**STATED TASK:**
Find every line of the records below that contains the string "overcast", matching case exactly, and copy each of those lines in full.

**SUPPLIED RECORDS:**
------------
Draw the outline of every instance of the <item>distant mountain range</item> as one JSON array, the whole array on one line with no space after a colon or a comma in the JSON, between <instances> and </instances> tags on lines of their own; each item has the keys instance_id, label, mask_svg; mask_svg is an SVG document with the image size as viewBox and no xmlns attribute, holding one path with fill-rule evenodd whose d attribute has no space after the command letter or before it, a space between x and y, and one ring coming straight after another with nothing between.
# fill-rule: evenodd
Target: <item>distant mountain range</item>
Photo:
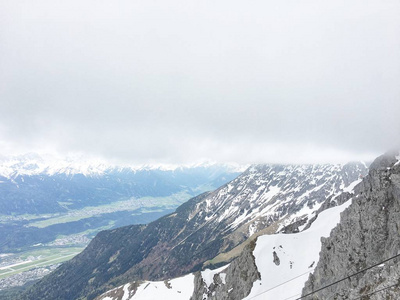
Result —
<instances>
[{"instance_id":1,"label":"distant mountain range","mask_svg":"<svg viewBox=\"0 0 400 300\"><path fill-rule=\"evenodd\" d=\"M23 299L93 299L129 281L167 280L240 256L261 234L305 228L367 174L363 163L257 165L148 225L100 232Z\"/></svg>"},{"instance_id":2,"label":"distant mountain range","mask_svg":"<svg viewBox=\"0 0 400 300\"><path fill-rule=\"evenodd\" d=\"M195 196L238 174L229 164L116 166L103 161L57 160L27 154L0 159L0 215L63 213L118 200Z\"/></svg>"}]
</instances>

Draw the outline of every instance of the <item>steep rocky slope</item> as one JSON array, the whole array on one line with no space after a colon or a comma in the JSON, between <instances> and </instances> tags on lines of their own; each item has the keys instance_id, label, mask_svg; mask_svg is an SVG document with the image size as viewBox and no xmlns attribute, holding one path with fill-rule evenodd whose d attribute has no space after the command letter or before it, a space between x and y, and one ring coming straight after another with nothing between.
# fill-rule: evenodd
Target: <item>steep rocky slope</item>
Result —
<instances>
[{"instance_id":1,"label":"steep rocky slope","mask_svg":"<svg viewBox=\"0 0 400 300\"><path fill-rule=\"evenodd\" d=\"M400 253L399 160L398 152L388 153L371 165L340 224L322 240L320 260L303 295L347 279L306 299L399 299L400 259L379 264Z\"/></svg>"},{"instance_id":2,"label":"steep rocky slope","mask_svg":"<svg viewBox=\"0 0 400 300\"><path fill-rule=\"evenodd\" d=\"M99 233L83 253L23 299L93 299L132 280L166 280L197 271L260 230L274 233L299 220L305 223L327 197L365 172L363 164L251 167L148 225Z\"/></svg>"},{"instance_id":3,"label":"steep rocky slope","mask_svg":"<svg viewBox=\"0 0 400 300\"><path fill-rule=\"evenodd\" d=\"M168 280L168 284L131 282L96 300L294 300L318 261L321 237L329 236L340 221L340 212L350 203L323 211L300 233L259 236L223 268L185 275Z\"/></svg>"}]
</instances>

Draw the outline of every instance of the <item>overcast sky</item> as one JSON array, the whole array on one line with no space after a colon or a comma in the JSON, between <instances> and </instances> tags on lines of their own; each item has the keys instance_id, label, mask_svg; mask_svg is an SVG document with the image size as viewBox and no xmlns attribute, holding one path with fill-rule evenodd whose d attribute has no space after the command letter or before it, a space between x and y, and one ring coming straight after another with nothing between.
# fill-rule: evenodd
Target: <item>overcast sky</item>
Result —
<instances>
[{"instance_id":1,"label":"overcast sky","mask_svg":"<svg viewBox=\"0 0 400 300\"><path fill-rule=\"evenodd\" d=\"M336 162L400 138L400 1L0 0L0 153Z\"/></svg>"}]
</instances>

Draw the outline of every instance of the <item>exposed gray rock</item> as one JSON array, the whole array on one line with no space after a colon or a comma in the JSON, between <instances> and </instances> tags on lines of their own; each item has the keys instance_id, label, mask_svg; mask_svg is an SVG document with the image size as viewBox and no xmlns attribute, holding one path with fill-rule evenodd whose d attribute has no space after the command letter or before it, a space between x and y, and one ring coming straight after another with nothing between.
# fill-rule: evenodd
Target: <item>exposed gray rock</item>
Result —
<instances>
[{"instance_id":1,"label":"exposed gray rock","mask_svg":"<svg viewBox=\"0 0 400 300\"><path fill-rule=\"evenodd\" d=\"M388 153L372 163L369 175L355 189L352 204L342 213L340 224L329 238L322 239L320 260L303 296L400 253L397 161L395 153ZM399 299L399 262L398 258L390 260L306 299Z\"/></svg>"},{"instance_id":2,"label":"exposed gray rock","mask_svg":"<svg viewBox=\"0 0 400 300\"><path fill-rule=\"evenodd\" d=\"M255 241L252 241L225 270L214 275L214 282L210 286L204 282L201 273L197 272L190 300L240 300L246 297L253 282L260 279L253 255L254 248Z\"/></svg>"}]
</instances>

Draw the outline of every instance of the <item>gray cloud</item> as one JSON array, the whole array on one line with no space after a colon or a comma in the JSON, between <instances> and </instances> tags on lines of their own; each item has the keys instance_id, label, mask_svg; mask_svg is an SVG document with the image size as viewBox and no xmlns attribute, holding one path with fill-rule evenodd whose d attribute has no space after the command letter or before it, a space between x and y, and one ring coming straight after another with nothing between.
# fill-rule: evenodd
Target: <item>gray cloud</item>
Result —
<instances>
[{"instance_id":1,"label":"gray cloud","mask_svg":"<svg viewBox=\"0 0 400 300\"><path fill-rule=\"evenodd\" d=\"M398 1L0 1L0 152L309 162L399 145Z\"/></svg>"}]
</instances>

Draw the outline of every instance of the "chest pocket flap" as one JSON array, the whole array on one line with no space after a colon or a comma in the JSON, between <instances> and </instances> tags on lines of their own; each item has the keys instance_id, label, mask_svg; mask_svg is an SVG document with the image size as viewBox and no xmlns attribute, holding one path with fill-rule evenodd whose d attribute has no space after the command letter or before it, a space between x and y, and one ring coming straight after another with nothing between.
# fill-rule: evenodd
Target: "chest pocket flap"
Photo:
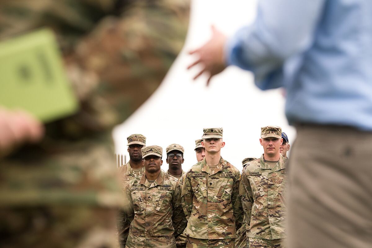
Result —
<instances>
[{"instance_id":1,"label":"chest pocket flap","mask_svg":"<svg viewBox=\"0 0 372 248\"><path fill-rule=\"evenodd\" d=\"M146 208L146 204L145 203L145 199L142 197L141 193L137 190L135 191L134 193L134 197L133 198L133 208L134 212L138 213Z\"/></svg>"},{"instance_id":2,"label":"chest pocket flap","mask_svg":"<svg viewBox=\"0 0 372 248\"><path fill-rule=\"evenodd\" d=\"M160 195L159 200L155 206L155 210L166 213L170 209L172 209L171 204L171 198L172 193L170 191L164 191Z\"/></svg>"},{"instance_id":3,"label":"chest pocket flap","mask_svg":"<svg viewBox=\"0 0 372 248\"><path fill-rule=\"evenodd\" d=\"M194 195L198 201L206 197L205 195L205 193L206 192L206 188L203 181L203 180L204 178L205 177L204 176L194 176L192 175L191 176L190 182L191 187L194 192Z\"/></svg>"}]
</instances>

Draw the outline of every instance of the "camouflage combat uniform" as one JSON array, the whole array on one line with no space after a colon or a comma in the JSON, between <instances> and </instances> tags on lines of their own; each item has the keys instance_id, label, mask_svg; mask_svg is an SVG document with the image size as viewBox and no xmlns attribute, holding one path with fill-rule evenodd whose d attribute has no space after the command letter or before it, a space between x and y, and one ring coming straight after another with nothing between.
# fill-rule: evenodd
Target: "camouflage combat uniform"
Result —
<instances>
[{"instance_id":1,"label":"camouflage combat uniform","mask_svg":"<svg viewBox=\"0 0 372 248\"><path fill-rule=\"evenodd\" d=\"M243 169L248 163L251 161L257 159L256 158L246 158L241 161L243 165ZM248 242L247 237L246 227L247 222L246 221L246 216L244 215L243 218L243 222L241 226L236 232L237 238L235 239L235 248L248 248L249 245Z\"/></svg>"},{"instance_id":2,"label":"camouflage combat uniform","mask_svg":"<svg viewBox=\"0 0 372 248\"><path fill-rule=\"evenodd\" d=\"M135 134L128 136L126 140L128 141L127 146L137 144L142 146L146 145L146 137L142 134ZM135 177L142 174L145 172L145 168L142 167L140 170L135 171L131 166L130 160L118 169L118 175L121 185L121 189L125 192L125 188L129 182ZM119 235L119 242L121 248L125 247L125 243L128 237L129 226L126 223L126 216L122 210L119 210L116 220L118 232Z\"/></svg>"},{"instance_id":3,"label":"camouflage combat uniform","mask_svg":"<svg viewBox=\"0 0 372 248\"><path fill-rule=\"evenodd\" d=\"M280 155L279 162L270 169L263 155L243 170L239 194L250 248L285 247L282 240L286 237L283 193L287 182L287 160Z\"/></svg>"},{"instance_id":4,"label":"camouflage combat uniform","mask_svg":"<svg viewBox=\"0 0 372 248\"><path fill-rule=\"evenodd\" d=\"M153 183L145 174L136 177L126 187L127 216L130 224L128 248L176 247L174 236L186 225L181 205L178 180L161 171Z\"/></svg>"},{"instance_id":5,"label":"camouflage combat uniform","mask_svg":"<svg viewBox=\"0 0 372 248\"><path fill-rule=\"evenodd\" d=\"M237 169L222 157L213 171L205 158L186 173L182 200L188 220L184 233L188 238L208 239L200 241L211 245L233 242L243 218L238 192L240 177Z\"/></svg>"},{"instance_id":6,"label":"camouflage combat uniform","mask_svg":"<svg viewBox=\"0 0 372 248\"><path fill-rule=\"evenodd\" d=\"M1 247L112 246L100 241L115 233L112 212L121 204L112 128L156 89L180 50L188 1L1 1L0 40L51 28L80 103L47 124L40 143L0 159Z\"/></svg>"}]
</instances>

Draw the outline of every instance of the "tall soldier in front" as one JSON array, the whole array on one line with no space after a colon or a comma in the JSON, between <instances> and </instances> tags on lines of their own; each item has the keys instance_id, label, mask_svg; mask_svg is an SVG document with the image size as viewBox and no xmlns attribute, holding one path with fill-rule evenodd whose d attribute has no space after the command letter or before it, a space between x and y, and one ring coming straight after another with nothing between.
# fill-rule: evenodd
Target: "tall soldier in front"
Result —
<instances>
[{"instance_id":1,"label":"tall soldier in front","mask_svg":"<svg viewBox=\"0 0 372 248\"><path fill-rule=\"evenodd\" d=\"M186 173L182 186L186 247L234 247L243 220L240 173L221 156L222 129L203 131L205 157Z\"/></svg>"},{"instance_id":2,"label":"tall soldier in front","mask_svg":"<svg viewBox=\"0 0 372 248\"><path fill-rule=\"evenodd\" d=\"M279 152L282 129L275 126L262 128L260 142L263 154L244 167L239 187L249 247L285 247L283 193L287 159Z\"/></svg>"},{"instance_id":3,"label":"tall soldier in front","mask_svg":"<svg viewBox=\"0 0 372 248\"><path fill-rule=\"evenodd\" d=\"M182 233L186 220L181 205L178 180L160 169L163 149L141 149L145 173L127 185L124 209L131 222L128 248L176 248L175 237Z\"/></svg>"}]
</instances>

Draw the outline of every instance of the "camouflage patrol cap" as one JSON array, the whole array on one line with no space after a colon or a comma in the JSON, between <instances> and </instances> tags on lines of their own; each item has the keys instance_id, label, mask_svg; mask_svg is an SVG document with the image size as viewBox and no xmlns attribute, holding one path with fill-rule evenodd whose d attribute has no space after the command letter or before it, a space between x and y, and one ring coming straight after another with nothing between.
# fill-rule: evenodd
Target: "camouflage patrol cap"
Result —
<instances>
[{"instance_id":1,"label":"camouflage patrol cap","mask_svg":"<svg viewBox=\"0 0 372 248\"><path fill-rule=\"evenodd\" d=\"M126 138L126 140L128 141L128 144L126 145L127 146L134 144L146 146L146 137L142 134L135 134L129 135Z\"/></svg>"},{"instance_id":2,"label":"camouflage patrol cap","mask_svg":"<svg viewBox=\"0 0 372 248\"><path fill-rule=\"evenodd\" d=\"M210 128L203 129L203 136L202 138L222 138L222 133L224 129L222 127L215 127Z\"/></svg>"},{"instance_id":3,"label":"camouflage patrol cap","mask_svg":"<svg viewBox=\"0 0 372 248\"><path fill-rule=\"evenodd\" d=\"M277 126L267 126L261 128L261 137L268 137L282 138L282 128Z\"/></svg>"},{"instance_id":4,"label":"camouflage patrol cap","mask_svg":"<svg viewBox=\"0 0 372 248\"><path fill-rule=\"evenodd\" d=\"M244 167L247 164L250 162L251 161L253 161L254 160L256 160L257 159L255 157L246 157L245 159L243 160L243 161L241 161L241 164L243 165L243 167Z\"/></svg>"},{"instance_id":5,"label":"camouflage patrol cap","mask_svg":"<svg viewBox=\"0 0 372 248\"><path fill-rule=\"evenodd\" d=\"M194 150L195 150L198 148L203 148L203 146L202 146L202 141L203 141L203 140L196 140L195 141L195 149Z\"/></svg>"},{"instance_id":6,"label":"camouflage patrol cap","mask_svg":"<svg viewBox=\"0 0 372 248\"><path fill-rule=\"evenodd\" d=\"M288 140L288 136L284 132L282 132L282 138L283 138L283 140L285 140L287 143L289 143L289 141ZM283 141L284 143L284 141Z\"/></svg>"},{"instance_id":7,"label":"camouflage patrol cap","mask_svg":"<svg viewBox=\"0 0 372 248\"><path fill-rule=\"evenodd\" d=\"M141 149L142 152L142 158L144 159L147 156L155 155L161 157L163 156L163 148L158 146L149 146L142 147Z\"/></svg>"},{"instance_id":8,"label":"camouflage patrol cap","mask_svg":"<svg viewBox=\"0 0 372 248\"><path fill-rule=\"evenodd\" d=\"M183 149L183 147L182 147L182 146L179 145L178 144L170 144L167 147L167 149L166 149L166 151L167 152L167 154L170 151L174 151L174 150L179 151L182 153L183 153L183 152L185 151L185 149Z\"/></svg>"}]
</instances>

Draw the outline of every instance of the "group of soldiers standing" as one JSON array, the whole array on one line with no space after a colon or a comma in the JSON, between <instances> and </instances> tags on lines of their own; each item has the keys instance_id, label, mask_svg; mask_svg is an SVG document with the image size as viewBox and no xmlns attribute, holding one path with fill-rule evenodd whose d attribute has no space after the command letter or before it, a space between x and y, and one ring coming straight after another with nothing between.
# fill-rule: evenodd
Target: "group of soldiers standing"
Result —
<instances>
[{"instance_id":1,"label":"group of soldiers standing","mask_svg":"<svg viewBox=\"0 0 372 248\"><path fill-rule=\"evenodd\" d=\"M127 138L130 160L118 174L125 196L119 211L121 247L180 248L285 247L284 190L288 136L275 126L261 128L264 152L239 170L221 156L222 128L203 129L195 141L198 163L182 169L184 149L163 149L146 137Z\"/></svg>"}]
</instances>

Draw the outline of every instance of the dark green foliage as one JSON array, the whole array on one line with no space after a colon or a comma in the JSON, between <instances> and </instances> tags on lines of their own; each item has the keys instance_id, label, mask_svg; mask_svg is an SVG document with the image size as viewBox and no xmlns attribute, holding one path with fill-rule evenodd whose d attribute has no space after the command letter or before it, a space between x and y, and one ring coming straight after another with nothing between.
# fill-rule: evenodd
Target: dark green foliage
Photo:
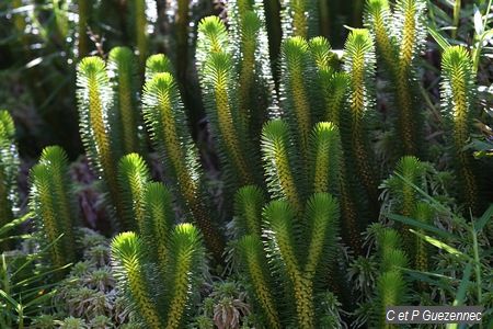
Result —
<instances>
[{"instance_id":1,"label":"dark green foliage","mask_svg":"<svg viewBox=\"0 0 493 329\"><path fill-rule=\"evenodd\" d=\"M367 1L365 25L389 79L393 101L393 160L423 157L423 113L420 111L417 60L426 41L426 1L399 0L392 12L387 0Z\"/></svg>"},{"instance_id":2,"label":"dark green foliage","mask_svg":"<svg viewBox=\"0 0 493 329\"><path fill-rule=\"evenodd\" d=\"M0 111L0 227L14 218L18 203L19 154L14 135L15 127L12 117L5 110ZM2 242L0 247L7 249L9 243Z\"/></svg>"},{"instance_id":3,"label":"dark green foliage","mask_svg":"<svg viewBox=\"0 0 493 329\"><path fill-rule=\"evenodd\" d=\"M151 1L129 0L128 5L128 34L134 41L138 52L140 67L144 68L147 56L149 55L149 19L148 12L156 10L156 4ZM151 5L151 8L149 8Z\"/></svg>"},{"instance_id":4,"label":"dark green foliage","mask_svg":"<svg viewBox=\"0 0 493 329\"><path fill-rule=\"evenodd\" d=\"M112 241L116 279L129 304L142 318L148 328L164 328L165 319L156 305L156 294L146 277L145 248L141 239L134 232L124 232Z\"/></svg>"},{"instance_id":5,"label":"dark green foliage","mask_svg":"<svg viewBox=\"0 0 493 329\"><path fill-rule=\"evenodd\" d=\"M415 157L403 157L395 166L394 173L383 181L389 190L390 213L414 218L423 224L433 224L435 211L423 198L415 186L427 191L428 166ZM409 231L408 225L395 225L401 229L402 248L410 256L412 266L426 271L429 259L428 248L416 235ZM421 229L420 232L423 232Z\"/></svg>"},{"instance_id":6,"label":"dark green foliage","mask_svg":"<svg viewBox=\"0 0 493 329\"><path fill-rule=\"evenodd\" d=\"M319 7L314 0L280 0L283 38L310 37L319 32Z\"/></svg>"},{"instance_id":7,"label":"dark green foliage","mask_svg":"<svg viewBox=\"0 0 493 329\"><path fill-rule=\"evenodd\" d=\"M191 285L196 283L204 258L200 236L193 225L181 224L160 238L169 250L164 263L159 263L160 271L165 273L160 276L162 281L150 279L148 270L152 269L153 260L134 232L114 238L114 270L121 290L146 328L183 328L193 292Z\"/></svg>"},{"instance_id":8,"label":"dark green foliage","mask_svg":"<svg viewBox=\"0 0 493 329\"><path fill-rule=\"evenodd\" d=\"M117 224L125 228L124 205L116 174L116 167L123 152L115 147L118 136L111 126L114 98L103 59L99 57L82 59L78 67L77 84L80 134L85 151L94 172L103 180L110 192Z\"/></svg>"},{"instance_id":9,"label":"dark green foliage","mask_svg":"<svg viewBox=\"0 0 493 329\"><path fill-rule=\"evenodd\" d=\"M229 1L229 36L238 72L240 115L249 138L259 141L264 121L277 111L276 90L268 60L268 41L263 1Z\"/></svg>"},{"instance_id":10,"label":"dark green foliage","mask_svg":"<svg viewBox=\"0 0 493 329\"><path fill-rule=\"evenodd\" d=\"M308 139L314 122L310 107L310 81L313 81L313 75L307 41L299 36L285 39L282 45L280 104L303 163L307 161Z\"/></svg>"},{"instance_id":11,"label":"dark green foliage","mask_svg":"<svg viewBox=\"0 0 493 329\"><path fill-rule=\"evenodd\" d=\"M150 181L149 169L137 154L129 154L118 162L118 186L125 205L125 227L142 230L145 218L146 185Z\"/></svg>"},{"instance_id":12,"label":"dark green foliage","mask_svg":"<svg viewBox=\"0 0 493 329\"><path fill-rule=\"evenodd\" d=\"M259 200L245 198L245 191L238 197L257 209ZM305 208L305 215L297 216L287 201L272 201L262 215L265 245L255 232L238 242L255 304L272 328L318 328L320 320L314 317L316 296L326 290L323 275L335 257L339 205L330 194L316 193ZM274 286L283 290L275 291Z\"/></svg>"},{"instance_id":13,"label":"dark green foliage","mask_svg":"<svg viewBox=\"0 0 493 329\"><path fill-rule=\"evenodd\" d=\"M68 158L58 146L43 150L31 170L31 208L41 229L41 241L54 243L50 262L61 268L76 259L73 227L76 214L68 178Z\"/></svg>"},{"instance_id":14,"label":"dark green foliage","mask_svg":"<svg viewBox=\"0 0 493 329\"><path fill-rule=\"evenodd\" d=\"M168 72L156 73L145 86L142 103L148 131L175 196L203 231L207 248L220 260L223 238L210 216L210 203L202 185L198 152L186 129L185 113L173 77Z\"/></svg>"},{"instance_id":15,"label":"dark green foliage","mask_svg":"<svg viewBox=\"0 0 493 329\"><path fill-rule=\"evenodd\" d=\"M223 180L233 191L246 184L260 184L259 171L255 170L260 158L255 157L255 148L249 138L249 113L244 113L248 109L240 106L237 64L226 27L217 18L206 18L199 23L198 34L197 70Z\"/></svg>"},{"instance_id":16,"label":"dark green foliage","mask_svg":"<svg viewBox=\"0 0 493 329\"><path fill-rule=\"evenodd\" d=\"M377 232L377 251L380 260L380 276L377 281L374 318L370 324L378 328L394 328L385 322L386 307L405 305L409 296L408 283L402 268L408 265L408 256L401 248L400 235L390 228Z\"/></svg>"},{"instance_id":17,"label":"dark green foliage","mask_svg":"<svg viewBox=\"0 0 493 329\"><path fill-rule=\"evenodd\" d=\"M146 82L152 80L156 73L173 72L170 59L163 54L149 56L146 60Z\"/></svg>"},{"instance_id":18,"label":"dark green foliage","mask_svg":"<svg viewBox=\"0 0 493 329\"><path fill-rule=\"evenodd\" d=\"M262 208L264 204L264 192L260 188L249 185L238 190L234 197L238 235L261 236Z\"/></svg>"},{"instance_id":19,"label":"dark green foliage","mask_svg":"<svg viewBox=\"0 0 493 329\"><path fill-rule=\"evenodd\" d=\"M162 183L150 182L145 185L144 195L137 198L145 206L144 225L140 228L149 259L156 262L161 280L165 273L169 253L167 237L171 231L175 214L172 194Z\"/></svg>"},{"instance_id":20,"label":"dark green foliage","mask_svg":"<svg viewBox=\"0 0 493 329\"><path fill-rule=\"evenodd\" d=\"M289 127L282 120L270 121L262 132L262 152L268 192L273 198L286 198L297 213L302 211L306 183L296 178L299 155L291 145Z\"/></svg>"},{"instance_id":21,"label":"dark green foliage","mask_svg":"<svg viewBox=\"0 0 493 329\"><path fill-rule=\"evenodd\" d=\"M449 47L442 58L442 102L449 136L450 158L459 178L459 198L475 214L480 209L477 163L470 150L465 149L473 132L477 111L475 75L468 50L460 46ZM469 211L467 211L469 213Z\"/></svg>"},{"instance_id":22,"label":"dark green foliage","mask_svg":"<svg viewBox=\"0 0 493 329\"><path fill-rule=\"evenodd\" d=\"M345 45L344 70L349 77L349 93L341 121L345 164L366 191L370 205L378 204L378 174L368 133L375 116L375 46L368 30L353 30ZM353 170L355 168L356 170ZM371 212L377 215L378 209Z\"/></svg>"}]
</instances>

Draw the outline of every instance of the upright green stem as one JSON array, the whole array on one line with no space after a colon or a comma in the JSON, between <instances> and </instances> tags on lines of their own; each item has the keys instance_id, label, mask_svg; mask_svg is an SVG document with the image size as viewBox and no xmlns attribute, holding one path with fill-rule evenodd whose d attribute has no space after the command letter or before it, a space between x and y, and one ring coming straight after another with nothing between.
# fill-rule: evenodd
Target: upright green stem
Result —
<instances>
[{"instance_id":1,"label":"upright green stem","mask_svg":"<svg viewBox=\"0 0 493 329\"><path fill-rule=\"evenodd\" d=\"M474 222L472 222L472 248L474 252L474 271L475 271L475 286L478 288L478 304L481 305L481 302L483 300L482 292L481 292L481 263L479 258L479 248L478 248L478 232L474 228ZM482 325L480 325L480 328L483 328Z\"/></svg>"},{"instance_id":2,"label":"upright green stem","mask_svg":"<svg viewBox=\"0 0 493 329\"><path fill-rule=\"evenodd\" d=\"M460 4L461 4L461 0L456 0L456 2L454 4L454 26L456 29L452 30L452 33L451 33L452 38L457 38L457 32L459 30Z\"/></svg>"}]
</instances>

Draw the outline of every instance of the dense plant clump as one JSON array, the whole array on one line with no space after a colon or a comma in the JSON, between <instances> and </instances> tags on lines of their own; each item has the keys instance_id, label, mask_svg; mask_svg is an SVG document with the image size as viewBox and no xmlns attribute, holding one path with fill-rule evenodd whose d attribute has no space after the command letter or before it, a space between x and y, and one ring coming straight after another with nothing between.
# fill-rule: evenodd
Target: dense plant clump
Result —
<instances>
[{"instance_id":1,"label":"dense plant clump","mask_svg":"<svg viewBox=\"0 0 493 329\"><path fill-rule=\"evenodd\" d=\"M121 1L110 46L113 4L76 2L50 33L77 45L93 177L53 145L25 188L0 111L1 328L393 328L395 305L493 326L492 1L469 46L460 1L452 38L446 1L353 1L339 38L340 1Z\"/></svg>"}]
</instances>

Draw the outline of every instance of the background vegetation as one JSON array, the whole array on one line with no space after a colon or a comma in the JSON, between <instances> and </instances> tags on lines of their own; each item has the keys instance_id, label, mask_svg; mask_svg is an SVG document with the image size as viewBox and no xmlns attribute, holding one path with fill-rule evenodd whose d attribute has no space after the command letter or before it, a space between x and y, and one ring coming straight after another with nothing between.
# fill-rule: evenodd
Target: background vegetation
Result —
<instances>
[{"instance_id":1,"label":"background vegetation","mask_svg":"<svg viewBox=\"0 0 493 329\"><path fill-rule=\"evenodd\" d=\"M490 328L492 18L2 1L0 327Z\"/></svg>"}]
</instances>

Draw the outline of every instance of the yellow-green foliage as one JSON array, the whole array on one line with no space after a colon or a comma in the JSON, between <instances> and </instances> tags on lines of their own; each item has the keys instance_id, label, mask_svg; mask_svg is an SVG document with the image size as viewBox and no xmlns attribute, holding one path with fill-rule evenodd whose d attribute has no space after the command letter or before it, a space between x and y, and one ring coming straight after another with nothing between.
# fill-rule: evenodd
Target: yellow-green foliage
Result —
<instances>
------------
**OUTPUT OF THE TASK:**
Draw the outline of every instance of the <item>overcast sky</item> as one JSON array, the whole array on one line with no space after a colon or a comma in the JSON, between <instances> and </instances> tags on lines of their own; each item has the keys instance_id, label, mask_svg; mask_svg is an SVG document with the image size as viewBox and no xmlns attribute, holding one path with fill-rule evenodd whose d attribute has no space after the command letter or before it, a space between x and y, and one ring coming straight after another with nothing between.
Target: <item>overcast sky</item>
[{"instance_id":1,"label":"overcast sky","mask_svg":"<svg viewBox=\"0 0 400 300\"><path fill-rule=\"evenodd\" d=\"M336 162L400 138L400 1L0 0L0 153Z\"/></svg>"}]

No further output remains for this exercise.